请根据下面的节选文本回答三个问题：
1. 文中 cell 的尺寸 r 是按什么公式取的？
2. 改写距离计算后，内存占用能压到大约多少？
3. 按建议修改程序以后，FRNNMain 的 @btime 用时是多少？

> [节选文本]
· · · · ·

调好啦，第一次发帖，不太熟悉markdown操作，见谅了

说实话，这个我不会
能讲讲你的思路吗，我作死试一试
你写了一堆不知道是什么

r = s/sqrt(2)是cell的尺寸，这样cell里的点的距离就都小于s了
用点的坐标除以r向下取整，得到点所在的cell的左下顶点的坐标，把这个坐标当成key，点编号当成value存到字典里面
循环每一个cell
每一个cell里面的点两两组合形成点对
循环每一个cell周围的8个cell，看这些cell里面有没有点对
结束。
主要是参照这个问题里的回答写的
[How could I utilize algorithms for nearest neighbor search to do fixed radius search? - Stack Overflow]

cell是什么？

@btime FRNNMain(NumNod,Dim,A,s)
142.194 ms (79608 allocations: 7.33 MiB)
@btime forloop(A,NumNod,s)
46.899 ms (1117806 allocations: 97.09 MiB)

这里cell算法用到的内存明显比forloop少很多，速度也比较慢，可能是算法写的有问题，试试重写一遍？

cell就是小格子，相当于把二维平面划分成一个个的小格子，把点放到这些小格子里面。
知乎上的这个问题和回答说的比较清楚

重写是换一种思路写么？

Point1 = A[i,:]
Point2 = A[j,:]
Dist = (Point1[1]-Point2[1])^2+(Point1[2]-Point2[2])^2

这样写 p1, p2 会复制，浪费内存。
改成 (A[i, 1] - A[j, 1])^2 + ... 能把内存占用压到 1MB 左右

剩下的消耗内存多的操作就是 notin、in 这种了，说明瓶颈不在内存上。

内存分配计数见 julia --track-allocation cell_list.jl
如果函数体内第一行的计数非常大，那他其实就是函数的总计数。这里有点小 bug。

    Len1 = length(value)
    Len2 = length(value1)
    for i = 1:Len1
        for j = 1:Len2
            P1 = value[i]
            P2 = value1[j]

这里直接迭代就好

for p1 in value
    for p2 in value1

最好是连复制都要避免，从上一层直接传 Cell 和 key 然后迭代。

你好，按照你说的方法修改程序以后占用的内存确实压缩了很多，但是速度反而更慢了

@btime FRNNMain(NumNod,Dim,A,s)
  201.197 ms (7702 allocations: 761.42 KiB)

· · · · ·

> [所给材料]
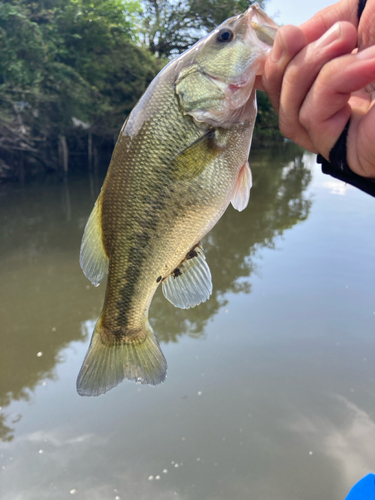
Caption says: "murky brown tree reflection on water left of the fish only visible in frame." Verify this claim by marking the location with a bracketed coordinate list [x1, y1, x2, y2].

· · · · ·

> [参考答案]
1. r = s/sqrt(2)
2. 1MB 左右
3. 201.197 ms